Texte à lire:
═══

Bioéthanol de seconde génération
Dans le même domaine, la société croate INA a signé un accord de licence avec Axens pour produire à terme 55 000 t par an de bioéthanol de seconde génération, le Futurol, en faisant appel à des matières premières lignocellulosiques comme les résidus agricoles, ou bien encore au miscanthus ou herbe à éléphant, une grande graminée à haut pouvoir énergétique. Cette production représente l’équivalent de 70 millions de litres d’éthanol mais avec une diminution des émissions de GES de 85 % par rapport à l’essence. C’est l’aboutissement d’un projet lancé en 2008 autour d’onze partenaires français : l’Ifpen, Total, Tereos, l’ONF, Unigrains, l’Inra, Lesaffre, Vivescia, CGB, ARD et le Crédit Agricole.

═══

Données fournies:

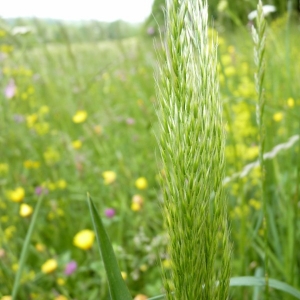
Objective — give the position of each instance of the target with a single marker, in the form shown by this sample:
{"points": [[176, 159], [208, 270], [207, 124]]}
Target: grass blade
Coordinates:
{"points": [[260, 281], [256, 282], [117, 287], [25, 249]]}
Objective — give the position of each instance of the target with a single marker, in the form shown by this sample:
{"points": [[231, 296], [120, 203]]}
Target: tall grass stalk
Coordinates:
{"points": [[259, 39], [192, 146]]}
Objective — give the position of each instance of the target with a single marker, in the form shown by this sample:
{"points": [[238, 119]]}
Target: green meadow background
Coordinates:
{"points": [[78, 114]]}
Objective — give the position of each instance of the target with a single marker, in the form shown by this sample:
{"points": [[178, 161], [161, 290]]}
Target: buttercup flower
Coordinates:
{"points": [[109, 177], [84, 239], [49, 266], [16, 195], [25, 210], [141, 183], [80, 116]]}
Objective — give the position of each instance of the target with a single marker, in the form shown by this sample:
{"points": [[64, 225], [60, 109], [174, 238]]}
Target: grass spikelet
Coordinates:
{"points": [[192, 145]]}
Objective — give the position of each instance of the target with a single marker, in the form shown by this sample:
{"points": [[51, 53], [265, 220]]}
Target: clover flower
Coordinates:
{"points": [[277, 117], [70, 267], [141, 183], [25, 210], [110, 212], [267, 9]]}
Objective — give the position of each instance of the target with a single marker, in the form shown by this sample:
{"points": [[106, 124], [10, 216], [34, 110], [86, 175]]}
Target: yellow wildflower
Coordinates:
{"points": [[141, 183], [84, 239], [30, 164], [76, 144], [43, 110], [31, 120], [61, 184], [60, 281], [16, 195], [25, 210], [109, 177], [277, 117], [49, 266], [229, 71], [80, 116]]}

═══

Énoncé A: Relevez toutes les valeurs écrites en chiffres dans le texte sur le bioéthanol de seconde génération, avec leur unité éventuelle.
Énoncé B: Poursuivez le texte sur le bioéthanol de seconde génération à partir de sa dernière phrase.
Les données proviennent d'une autre source que le texte.

Zone de réponse A: 55 000 t par an ; 70 millions de litres ; 85 % ; 2008

Zone de réponse B:
La production de carburants décarbonés demeure donc un objectif à atteindre et la R&D des scientifiques européens s’est emparé du sujet depuis longtemps. Dans ce cadre, il nous faut aussi citer l’Institut de biosciences et biotechnologies d’Aix-Marseille (BIAM) qui a conçu un procédé de production par des micro-algues de petites quantités d’hydrocarbures grâce à une enzyme. Reste maintenant pour les chercheurs à transférer ce procédé à un micro-organisme photosynthétique (microalgue ou cyanobactérie) qui ne nécessitera plus d’ajout de sucre mais recourra au CO2 atmosphérique comme source de carbone. Une alternative aux biocarburants issus de la biomasse, donc des terres agricoles.
Validation en compétition
Les biocarburants actuels vont aussi suivre cette voie de la baisse de leur teneur en carbone, comme l’ont annoncé Porsche et ExxonMobil fin 2020 pour les deux saisons à venir d’épreuves sportives avec la nouvelle 911 GT3 Cup. L’objectif : prouver l’efficacité énergétique et la fiabilité en compétition d’un biocarburant obtenu à partir de déchets alimentaires. En 2022, ce partenariat évoluera vers l’eFuel, carburant synthétique cette fois-ci, produit à partir d’hydrogène et de dioxyde de carbone captés et recombinés en méthanol. Avec à la clé toujours ces 85 % de recul des émissions de CO2 par rapport à l’essence.
Pour l’heure, le bilan carbone n’est pas forcément excellent puisque Porsche s’appuie sur la production de l’usine développée avec Siemens et basée au… Chili. À terme, la production de ce méthanol eFuel atteindra 50 millions de litres en 2024 et 500 millions de litres en 2026. Rappelons que Porsche est l’actionnaire principal du groupe Volkswagen.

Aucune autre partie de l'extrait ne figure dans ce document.